* START Material *

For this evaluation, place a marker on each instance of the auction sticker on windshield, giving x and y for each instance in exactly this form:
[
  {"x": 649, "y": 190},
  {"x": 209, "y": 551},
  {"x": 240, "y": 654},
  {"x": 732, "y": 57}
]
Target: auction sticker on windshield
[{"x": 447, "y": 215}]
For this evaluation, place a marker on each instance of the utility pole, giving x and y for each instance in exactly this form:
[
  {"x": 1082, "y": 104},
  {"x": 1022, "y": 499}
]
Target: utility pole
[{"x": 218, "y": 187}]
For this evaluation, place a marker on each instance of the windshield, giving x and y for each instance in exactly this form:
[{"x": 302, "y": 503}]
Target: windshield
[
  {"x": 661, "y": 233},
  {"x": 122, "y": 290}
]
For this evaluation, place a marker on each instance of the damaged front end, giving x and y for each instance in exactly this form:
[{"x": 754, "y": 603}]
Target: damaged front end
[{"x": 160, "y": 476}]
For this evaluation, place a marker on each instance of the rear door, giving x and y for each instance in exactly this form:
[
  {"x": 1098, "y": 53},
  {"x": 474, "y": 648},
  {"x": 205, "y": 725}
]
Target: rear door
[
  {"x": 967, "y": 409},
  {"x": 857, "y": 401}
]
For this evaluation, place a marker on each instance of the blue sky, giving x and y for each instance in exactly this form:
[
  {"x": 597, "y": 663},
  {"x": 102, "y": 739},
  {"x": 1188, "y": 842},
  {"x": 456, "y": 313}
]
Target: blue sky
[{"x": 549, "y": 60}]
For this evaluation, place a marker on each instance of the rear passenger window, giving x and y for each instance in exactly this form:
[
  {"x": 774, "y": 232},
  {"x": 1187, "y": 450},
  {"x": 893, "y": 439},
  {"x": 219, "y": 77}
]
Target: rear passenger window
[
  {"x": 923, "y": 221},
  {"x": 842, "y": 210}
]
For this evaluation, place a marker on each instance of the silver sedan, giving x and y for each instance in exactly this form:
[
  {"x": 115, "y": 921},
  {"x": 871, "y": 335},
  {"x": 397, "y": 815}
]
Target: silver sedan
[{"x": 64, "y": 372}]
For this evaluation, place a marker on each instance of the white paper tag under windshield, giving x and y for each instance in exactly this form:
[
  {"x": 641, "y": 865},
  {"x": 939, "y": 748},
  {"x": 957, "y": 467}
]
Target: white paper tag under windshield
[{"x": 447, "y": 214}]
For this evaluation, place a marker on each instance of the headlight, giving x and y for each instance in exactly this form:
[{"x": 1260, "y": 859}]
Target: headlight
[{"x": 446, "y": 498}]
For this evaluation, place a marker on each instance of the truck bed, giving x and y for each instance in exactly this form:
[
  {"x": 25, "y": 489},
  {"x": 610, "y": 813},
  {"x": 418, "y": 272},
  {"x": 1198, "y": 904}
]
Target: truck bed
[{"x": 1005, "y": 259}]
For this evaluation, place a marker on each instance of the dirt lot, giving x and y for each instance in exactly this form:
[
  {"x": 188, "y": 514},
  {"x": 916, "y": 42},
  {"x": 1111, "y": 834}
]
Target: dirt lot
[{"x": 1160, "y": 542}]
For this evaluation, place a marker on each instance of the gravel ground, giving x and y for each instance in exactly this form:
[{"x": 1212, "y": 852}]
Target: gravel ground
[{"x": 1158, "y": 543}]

* END Material *

» Work to do
Print all of the entries exactly as they appear.

» Exercise result
For this evaluation, place a marker on each instance of the auction sticker on windshield, giving x and y for each instance in exactly this form:
[
  {"x": 649, "y": 190},
  {"x": 209, "y": 551},
  {"x": 240, "y": 654},
  {"x": 732, "y": 57}
]
Target: auction sticker on windshield
[{"x": 447, "y": 215}]
For this evaluation, place a marker on each instance of the utility pole, giving x and y for each instance in exactly this form:
[
  {"x": 1082, "y": 104},
  {"x": 1022, "y": 499}
]
Target: utility pole
[{"x": 218, "y": 187}]
For this evaluation, place a marker on each instance of the windshield, giving x and y for each instance in exactly this form:
[{"x": 302, "y": 503}]
Target: windshield
[
  {"x": 661, "y": 233},
  {"x": 122, "y": 290}
]
For this evaluation, place a marker on each instance of the damaged front end, giving x and y for each instance in exactly this form:
[{"x": 754, "y": 603}]
Target: damaged front end
[{"x": 160, "y": 476}]
For this evaluation, place a marker on each instance of the rear door, giving x and y for each instance in exactly this form:
[
  {"x": 1098, "y": 53},
  {"x": 474, "y": 648},
  {"x": 205, "y": 725}
]
Target: rear door
[
  {"x": 967, "y": 409},
  {"x": 857, "y": 401}
]
For this evaluation, place a marker on each instance of the blue sky, giving x and y for each instance in exactly this form:
[
  {"x": 597, "y": 663},
  {"x": 102, "y": 739},
  {"x": 1188, "y": 842},
  {"x": 456, "y": 313}
]
Target: blue sky
[{"x": 549, "y": 60}]
For this evaluation, place a marker on each instance of the rear passenger window, giving x and y for each instance in exactly this form:
[
  {"x": 774, "y": 232},
  {"x": 1187, "y": 450},
  {"x": 893, "y": 439},
  {"x": 219, "y": 77}
]
Target: rear passenger window
[
  {"x": 923, "y": 221},
  {"x": 842, "y": 210}
]
For this evaluation, place a marker on each instance of the silver sedan, giving x and y for each instance in exactly this form:
[
  {"x": 115, "y": 921},
  {"x": 871, "y": 335},
  {"x": 397, "y": 815}
]
Target: silver sedan
[{"x": 64, "y": 372}]
For this evaluation, place a marker on each instance of the white paper tag under windshield, giving x and y for each instance in exactly this form:
[
  {"x": 641, "y": 865},
  {"x": 939, "y": 748},
  {"x": 957, "y": 467}
]
Target: white paper tag under windshield
[{"x": 447, "y": 214}]
For this evaluation, place a marker on each instance of the headlight, giving x and y for each instance in exactly this form:
[{"x": 1260, "y": 859}]
Target: headlight
[{"x": 446, "y": 498}]
For this evaluation, place a marker on each instance of the truck bed, giving x and y for each instance in exactly this form:
[
  {"x": 25, "y": 489},
  {"x": 610, "y": 813},
  {"x": 418, "y": 272},
  {"x": 1198, "y": 904}
]
Target: truck bed
[{"x": 1005, "y": 259}]
For this evaluation, place a marker on each instance of the dirt lot, giving x and y for each instance in exactly this form:
[
  {"x": 188, "y": 514},
  {"x": 916, "y": 42},
  {"x": 1111, "y": 834}
]
Target: dirt lot
[{"x": 1160, "y": 542}]
For this evaluation, place a marker on each instance of the gravel ground, giving x and y for each instance in exactly this form:
[{"x": 1212, "y": 852}]
Target: gravel ground
[{"x": 1158, "y": 543}]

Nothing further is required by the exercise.